Exercise requirements:
Output the rows below exactly as they appear, from the line with "Drop a point on every instance of the altar" through the end of the rows, both ends included.

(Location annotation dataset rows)
----

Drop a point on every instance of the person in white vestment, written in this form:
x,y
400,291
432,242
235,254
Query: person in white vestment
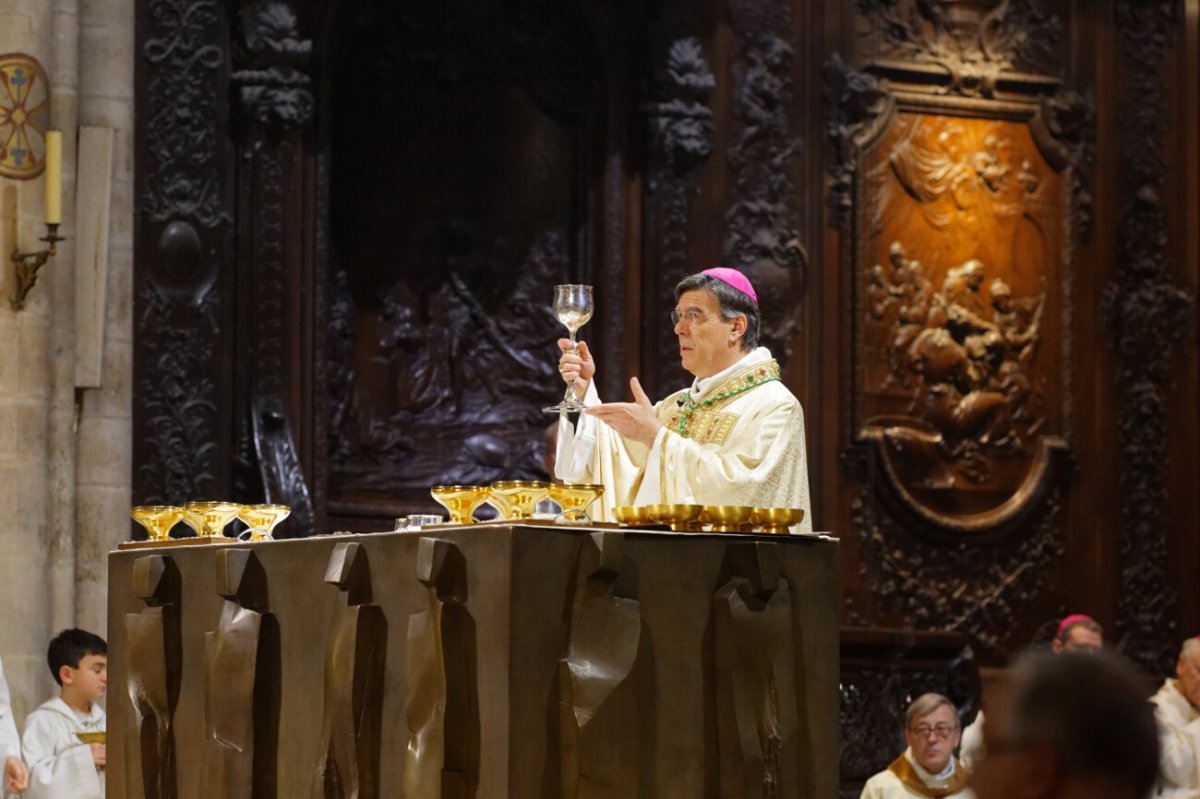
x,y
1075,632
928,768
1177,710
1068,726
735,437
61,764
16,775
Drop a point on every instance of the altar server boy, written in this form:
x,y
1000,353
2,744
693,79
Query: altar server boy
x,y
65,760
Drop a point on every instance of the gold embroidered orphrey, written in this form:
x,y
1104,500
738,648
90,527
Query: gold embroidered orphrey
x,y
703,421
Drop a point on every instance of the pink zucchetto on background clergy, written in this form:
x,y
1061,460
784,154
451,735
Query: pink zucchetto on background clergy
x,y
735,278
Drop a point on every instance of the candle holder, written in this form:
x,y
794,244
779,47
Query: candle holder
x,y
27,264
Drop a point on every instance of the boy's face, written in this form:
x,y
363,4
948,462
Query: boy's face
x,y
89,680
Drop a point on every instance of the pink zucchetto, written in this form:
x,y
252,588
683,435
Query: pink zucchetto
x,y
1073,619
735,278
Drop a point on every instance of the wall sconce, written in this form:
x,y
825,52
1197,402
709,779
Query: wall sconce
x,y
25,264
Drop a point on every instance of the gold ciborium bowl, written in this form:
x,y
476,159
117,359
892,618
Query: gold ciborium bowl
x,y
633,515
574,499
461,502
517,497
213,517
777,520
262,520
729,518
157,520
681,517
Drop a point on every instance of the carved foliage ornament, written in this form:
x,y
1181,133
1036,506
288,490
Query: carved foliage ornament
x,y
274,88
1149,314
762,238
973,41
181,137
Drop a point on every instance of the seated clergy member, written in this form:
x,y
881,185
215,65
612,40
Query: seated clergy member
x,y
928,768
1068,727
736,437
1075,632
1177,712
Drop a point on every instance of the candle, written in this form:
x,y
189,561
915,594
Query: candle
x,y
54,176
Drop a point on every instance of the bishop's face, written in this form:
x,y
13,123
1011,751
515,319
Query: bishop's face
x,y
707,342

----

Exercise output:
Drop a point on every instance of the altar server boy, written in this form:
x,y
1000,353
2,744
693,79
Query: altar server boy
x,y
65,760
Drop a point on every instance of the gold embroidered orphrey, written in this form:
x,y
1104,500
738,648
90,527
Query: gold embroidered orphrey
x,y
703,421
Drop a point on every instance of the pink zucchetto on background clergy, written in this form:
x,y
1061,460
784,154
451,735
Query: pink zucchetto on background clergy
x,y
735,278
Drop a point on every instance of the candle holder, written in this form:
x,y
794,244
779,47
Query: candle holder
x,y
27,264
Drop a point on every instance of the boy's face, written in this form:
x,y
363,4
948,462
Query: boy's face
x,y
89,680
Drop a point on every instance of the pink zucchetto, written in this form:
x,y
252,588
683,435
Query: pink zucchetto
x,y
1073,619
735,278
Drop a point on every instance of the wall sconce, written in this form:
x,y
825,52
1197,402
709,779
Query: wall sconce
x,y
25,264
Drop a point on every instance of the gold ciborium bowl, written in this form:
x,y
476,159
117,359
892,618
Query: gold ciborium bowl
x,y
633,515
574,499
461,502
517,497
213,517
777,520
262,520
729,518
157,520
681,517
Drop a point on every instance of the carved foliage ornament, written in this form:
x,y
1181,133
1036,506
288,490
Query: carved foliage ornament
x,y
274,88
1149,314
762,238
973,41
181,137
Drop a point on every instance of the seated clergy member, written in this form:
x,y
881,185
215,65
612,40
Query: seated clergy member
x,y
928,768
1068,727
736,437
1075,632
1177,712
Drop a point on every instance of the candle, written in this form:
x,y
189,561
915,594
Query: candle
x,y
54,176
Drop a point on every instance of the bishop's face, written in this form:
x,y
13,123
1011,751
515,319
Query: bishop's face
x,y
707,342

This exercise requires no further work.